* **DOCUMENT EXCERPT**
------------------------------------------------------------------------
All 120 cataract surgeries were successfully completed. No intraoperative complications (posterior capsular tear, vitreous loss, retained lens fragments, or wound burns) occurred.
Table 2 indicates the ultrasound time, surgical time, cumulative dissipated energy, and the total BSS volume for each group. There were no statistically significant differences in the main intraoperative outcome measure of surgical efficiency (cumulative dissipated energy) or other surgical parameters among the 3 groups.
------------------------------------------------------------------------
* **INFORMATION SUPPLIED**

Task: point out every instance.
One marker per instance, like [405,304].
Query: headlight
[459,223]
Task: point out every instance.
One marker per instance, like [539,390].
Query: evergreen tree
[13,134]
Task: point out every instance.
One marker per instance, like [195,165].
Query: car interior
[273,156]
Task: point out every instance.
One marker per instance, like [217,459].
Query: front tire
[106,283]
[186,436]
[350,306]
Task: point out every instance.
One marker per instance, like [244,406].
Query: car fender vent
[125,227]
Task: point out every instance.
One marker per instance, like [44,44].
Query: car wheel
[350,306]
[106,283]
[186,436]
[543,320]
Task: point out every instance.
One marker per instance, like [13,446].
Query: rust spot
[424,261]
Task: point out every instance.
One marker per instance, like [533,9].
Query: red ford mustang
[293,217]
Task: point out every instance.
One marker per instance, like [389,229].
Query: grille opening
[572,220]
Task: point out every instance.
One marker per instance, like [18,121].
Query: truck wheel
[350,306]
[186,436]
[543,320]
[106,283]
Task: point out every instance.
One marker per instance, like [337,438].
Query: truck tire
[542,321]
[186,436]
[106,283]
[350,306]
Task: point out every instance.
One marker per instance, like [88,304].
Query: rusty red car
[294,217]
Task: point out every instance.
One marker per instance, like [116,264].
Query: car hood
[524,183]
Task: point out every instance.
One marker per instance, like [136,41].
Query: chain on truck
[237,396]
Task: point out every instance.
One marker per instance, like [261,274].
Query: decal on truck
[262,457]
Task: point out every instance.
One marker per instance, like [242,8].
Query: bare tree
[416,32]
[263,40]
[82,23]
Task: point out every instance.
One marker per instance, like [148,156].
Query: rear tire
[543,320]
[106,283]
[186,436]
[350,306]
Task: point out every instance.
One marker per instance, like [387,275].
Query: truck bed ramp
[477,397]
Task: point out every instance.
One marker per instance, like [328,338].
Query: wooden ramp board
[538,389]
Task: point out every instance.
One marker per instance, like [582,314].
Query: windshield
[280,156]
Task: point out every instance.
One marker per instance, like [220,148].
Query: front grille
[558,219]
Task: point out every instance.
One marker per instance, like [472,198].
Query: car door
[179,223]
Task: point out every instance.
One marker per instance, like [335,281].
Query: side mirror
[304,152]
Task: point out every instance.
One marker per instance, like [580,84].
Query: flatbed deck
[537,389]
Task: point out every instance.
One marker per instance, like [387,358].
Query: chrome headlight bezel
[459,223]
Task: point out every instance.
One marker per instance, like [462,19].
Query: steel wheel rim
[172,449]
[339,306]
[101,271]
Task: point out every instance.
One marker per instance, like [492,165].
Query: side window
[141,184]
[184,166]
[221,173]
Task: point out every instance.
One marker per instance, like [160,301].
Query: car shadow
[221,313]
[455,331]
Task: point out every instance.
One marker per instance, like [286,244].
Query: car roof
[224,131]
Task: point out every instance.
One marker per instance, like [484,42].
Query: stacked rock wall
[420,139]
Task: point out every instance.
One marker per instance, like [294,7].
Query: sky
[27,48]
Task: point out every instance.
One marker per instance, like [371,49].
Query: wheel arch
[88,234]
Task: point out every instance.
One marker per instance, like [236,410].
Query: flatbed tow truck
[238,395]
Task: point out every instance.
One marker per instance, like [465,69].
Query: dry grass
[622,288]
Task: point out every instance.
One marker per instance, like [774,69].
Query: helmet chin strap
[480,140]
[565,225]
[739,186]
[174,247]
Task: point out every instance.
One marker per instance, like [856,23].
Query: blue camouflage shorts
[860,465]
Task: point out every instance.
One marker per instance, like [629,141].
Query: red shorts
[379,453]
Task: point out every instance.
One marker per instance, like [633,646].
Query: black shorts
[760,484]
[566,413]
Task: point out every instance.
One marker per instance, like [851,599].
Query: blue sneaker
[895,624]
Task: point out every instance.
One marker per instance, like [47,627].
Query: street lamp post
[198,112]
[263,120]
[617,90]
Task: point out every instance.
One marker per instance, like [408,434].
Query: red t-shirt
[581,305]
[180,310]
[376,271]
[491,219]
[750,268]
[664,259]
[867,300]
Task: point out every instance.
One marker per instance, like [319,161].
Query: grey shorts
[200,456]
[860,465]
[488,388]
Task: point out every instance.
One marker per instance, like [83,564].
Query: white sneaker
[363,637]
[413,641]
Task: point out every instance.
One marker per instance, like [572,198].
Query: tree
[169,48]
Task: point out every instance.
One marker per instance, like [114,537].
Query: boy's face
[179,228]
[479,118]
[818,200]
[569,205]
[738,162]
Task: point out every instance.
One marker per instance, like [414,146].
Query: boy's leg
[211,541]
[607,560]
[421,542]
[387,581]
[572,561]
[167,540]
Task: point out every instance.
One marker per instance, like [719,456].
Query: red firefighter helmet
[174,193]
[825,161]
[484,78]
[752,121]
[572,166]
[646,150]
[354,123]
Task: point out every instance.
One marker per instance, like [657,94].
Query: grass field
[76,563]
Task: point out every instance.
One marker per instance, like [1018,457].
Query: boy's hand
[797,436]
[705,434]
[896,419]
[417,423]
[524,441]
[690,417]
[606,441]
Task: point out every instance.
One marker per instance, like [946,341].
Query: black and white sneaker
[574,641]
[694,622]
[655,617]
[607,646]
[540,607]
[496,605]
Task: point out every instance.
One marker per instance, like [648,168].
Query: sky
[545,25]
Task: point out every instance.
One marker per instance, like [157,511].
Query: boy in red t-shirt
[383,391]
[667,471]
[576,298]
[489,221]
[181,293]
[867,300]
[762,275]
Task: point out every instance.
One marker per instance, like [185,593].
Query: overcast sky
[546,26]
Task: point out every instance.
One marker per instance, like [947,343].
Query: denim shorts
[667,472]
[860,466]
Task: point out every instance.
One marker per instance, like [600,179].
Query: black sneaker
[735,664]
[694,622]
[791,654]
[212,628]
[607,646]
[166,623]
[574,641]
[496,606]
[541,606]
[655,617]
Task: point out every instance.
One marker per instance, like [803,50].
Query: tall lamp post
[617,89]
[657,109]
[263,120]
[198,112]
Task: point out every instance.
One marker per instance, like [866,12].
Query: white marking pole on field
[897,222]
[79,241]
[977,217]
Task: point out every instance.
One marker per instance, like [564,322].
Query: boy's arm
------------------------------------------------------------------------
* **EXERCISE DIRECTIONS**
From the cataract surgery excerpt, return the passage starting at "All 120 cataract" and ending at "the 3 groups.". The listing is separate material, unrelated to the text on cataract surgery outcomes.

* **TASK RESPONSE**
All 120 cataract surgeries were successfully completed. No intraoperative complications (posterior capsular tear, vitreous loss, retained lens fragments, or wound burns) occurred.
Table 2 indicates the ultrasound time, surgical time, cumulative dissipated energy, and the total BSS volume for each group. There were no statistically significant differences in the main intraoperative outcome measure of surgical efficiency (cumulative dissipated energy) or other surgical parameters among the 3 groups.